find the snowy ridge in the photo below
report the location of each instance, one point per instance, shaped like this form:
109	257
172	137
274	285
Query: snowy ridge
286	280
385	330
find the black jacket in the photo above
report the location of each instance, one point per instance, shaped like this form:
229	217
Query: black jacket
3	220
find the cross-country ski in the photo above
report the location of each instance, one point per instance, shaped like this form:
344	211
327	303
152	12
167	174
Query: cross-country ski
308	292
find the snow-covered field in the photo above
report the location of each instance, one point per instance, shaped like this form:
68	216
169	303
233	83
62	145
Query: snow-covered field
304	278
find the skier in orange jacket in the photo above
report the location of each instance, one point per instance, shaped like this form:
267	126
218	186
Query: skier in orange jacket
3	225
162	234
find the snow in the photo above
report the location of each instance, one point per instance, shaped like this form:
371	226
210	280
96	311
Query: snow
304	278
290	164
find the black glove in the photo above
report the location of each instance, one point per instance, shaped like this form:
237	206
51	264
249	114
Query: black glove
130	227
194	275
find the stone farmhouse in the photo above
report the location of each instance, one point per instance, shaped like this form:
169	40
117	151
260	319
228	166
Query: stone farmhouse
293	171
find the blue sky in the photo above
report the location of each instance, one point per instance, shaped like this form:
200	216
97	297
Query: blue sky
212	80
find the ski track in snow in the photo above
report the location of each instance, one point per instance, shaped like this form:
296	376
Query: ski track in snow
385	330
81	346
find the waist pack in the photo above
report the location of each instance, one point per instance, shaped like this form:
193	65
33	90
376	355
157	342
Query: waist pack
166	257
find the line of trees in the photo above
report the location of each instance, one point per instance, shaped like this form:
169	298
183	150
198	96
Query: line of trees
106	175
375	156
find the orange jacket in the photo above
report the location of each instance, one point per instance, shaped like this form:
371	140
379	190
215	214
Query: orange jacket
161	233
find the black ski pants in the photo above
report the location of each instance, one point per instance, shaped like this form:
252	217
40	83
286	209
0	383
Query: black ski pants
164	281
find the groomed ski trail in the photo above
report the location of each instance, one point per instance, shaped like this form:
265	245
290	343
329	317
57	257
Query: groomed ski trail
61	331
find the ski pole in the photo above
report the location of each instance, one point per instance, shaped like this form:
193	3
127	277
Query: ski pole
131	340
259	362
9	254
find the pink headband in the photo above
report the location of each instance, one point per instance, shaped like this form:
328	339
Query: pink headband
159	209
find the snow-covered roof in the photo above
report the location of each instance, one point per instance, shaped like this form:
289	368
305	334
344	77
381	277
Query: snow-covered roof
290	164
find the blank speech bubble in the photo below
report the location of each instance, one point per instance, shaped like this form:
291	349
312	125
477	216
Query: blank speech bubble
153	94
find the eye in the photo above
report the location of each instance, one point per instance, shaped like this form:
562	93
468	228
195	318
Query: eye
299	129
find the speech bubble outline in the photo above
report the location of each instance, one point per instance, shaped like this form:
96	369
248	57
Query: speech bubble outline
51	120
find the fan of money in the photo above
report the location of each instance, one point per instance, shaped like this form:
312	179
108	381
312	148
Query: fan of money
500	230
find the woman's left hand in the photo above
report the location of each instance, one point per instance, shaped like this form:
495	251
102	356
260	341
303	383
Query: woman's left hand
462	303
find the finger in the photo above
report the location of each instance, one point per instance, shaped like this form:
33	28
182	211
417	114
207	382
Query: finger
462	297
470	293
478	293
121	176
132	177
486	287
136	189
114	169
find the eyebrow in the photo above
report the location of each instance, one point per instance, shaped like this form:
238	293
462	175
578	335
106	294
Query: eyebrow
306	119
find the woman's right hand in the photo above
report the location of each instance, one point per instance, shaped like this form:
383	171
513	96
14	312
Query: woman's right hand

※

◆ EXERCISE DESCRIPTION
Reproduce the data, keeping every line exactly the same.

◆ SOLUTION BELOW
find the snowy ridge in the photo below
report the location of each instance, one point per instance, shaped like this form:
109	257
172	137
274	285
Query: snowy ridge
286	280
385	330
find the black jacket in the photo above
report the location of each instance, one point per instance, shaped like this form:
229	217
Query: black jacket
3	220
find the cross-country ski in the photo above
report the location of each instance, one point per instance, shaped like this form:
344	211
327	303
152	12
167	174
Query: cross-country ski
308	292
find the snow-covered field in the photo above
report the location of each instance, one point per instance, shaped like this form:
68	216
169	303
233	83
62	145
Query: snow-covered field
304	278
find the skier in orange jacket in the photo above
report the location of each instance, one point per instance, shaped like this form:
267	126
218	186
Query: skier in orange jacket
3	225
162	234
find the snow in the photo above
report the location of each instance, one point per instance, shaped like this form:
371	226
210	280
96	311
Query: snow
304	278
290	164
find the black glove in the photo above
report the location of each instance, one point per instance, shaped like this form:
237	206
51	264
249	114
Query: black glove
130	227
194	275
find the stone farmhouse in the photo above
report the location of each instance, one point per instance, shaped like this form:
169	40
117	151
260	319
228	166
Query: stone farmhouse
293	171
find the blue sky in the photo above
report the location of each instance, one point per instance, shaped like this form:
200	216
97	297
Query: blue sky
212	80
find the ski track in snow in the photo above
report the location of each instance, one point per instance, shaped like this form:
296	376
Query: ski track in snow
385	330
81	346
find the waist pack in the photo above
report the location of each instance, one point per instance, shaped like this form:
193	65
33	90
376	355
157	342
Query: waist pack
166	257
find the line of trees in the photo above
report the location of each instance, one point per instance, shaped like this form:
169	298
183	150
198	96
Query: line of trees
106	175
375	156
find the orange jacket in the photo above
report the location of each instance, one point per instance, shaped like this form:
371	140
379	190
215	214
Query: orange jacket
161	233
find the black ski pants in the photo above
report the location of each instance, one point per instance, shaped like this form:
252	217
40	83
286	209
0	383
Query: black ski pants
164	281
find the groomed ski trail in the photo above
report the location of each instance, one point per instance, shaped like this form:
265	245
290	343
329	317
57	257
Query: groomed ski trail
61	331
find the ski pole in the photo above
report the location of each instance, one point per instance, shaped like this form:
193	3
127	277
Query: ski pole
131	340
259	362
9	254
find the pink headband in the photo above
report the location of each instance, one point per instance, shaped like this form:
328	339
Query: pink headband
159	209
find the snow-covered roof in the photo above
report the location of each instance, one point per instance, shaped like this form:
289	368
305	334
344	77
381	277
Query: snow-covered roof
290	164
find the blank speech bubble in the photo below
report the location of each instance, one point per instance, shaped like this form:
291	349
312	125
477	216
Query: blank speech bubble
153	94
find the eye in the photo above
report the location of each instance, one point per instance, shaped like this form:
562	93
468	228
195	318
Query: eye
299	129
find the speech bubble outline in the photo above
report the location of each instance, one point per instance, shaped like this form:
96	369
248	57
Query: speech bubble outline
51	120
find the fan of money in the photo above
report the location of each instance, one point per instance, shaped like this form:
312	179
108	381
312	148
Query: fan of money
500	230
find the woman's left hand in the photo above
report the location of each instance, one point per instance, shaped like this form:
495	251
102	356
260	341
303	383
Query: woman's left hand
462	303
find the finger in the photo above
report the location of each instance, one point per instance, shaped like this form:
33	28
182	211
417	114
207	382
Query: finger
462	297
470	293
478	293
121	176
132	177
486	287
136	189
114	169
find the eyebrow in the photo above
report the location of each instance, one point per instance, shaped like this form:
238	293
462	175
578	335
106	294
Query: eyebrow
306	119
find the woman's right hand in the photo above
report the location of each instance, one point per instance, shaped like this form:
383	171
513	96
14	312
Query: woman's right hand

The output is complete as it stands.